-- BEGIN GIVEN TEXT --

The purpose of this guide is to convey some of the things I have learned about training networks over the years. However, it is important to remember that there are no absolutes. What may be an appropriate parameter choice for most networks could be terribly wrong for your network. I have found many of the traditional rules of thumb, like using very small initial weights, to depend on certain assumptions that are not always valid. You may find the same to be true of my suggestions.
Lens includes four main weight update algorithms: steepest descent, momentum descent, Doug's momentum, and delta-bar-delta. Doug's momentum is probably the best overall method, which is why it is the default. The problem with steepest and momentum descent is that they are too aggressive at the outset of training and one must use a special initial learning rate and momentum to prevent outrageous weight changes. The reason is as follows.
The philosophy behind the backpropagation algorithm is that a small step should be taken in weight space in the direction of steepest error gradient. That is, if one were reverse hill-climbing, one would take a step down the steepest part of the slope. But, in practice, the steepest descent algorithm doesn't just take a step in the direction of steepest descent, it takes a step whose horizontal distance is proportional to the slope. It is as if, when the mountain is steeper, you reach your leg out even farther. This doesn't really make sense. If the mountain is steeper, a constant-size step will already take us farther downhill. To be safe, we might even want to take smaller steps when the gradient is steep.

-- END GIVEN TEXT --

# TO DO
a - In the network training guide, which weight update algorithm is the default in Lens?
b - Rewrite the paragraph of the network training guide that begins "Lens includes four main weight update algorithms" as a short list, keeping its main facts.
c - From the network training guide, copy the part starting at "The purpose of" and ending at "of my suggestions.", but swap "rules of thumb" for "guidelines".

-- BEGIN RECORDED INFORMATION --

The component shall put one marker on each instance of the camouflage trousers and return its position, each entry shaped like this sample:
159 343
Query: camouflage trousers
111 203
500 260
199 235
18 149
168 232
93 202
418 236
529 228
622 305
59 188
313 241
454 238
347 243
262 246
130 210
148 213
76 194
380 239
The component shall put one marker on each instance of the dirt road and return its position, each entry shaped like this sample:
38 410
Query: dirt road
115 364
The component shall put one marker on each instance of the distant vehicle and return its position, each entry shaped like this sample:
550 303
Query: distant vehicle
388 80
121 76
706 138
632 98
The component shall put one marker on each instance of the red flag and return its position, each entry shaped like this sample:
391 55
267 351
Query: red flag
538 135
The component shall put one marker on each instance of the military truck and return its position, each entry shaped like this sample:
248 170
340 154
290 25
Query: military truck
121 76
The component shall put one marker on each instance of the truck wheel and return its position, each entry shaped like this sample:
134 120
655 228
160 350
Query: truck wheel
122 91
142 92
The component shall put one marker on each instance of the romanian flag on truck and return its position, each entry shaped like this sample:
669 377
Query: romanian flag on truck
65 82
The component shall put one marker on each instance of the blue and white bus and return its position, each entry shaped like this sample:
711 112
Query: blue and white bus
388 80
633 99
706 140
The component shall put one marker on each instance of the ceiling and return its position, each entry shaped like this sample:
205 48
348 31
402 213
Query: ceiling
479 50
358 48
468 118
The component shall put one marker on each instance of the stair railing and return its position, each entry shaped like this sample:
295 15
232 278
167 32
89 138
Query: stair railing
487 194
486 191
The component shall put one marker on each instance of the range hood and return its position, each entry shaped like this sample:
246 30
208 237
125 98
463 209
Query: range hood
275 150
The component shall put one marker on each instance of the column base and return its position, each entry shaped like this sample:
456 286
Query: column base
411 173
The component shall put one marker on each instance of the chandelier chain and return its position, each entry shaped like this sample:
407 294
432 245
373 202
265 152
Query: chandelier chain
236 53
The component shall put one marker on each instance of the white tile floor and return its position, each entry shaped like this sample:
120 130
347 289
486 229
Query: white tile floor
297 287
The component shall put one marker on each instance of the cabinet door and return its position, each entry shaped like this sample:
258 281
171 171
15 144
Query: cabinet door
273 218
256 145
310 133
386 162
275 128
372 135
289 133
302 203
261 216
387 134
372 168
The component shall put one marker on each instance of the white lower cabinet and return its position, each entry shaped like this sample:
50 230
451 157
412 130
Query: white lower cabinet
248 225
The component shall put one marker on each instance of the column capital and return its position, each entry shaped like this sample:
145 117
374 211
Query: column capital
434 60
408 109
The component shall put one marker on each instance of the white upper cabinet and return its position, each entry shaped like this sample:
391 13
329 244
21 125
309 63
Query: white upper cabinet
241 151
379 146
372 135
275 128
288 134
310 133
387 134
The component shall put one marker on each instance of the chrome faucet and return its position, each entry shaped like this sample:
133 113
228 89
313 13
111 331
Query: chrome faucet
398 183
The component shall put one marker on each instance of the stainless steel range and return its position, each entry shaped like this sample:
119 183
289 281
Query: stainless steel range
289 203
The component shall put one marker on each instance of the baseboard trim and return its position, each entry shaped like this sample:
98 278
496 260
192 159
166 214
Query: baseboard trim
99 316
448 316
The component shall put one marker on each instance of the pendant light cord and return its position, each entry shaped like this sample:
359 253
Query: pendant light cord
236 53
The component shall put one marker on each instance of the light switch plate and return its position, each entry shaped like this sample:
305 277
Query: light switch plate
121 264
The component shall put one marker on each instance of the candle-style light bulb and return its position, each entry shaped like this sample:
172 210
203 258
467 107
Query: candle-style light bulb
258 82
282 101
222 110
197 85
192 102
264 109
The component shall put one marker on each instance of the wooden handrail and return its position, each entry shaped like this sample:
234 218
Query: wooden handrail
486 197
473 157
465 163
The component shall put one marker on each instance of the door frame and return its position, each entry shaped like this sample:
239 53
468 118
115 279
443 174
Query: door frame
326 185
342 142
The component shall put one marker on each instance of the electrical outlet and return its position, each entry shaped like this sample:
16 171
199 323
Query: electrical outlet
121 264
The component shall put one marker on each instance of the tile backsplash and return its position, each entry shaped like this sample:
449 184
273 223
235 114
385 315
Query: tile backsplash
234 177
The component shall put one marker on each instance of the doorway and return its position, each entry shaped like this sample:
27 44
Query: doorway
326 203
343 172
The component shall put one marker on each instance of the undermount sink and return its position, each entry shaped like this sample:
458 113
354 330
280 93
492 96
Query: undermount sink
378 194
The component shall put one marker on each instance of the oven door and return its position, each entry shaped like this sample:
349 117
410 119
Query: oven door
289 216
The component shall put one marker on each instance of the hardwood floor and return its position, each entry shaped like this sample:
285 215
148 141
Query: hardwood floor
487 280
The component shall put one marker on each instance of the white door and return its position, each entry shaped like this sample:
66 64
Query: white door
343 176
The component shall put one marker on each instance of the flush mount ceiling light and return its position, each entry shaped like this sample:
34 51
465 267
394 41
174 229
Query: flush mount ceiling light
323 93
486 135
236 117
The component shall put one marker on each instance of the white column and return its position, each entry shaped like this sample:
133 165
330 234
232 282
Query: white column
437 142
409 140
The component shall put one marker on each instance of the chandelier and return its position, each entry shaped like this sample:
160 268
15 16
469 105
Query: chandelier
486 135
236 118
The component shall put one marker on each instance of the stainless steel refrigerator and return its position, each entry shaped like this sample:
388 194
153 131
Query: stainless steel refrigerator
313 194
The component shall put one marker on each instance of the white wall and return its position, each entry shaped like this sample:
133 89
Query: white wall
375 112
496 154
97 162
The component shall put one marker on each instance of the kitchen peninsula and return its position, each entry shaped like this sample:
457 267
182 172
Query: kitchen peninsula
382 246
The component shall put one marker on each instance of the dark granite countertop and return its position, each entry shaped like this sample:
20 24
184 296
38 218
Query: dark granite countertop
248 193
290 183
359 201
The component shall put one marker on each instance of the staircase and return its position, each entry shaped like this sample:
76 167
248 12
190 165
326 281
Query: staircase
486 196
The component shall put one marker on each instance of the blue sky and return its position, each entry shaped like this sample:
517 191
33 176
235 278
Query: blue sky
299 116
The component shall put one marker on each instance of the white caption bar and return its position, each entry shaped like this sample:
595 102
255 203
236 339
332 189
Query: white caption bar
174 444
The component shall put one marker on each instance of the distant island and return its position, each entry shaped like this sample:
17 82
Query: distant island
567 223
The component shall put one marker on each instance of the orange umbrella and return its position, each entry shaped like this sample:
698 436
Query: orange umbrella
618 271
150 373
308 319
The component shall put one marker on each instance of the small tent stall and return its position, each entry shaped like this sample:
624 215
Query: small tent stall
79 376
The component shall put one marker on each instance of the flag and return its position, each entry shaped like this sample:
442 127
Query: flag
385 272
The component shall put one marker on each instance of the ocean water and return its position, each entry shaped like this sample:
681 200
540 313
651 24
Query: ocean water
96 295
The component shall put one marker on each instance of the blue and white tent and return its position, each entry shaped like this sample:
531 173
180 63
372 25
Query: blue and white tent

-- END RECORDED INFORMATION --

# RESPONSES TO THE TASKS
a - Doug's momentum is the default.

b -
- Lens has four main weight update algorithms: steepest descent, momentum descent, Doug's momentum, and delta-bar-delta.
- Doug's momentum is probably the best overall method, so it is the default.
- Steepest and momentum descent are too aggressive at the start of training.
- With those two, a special initial learning rate and momentum are needed to prevent outrageous weight changes.

c -
The purpose of this guide is to convey some of the things I have learned about training networks over the years. However, it is important to remember that there are no absolutes. What may be an appropriate parameter choice for most networks could be terribly wrong for your network. I have found many of the traditional guidelines, like using very small initial weights, to depend on certain assumptions that are not always valid. You may find the same to be true of my suggestions.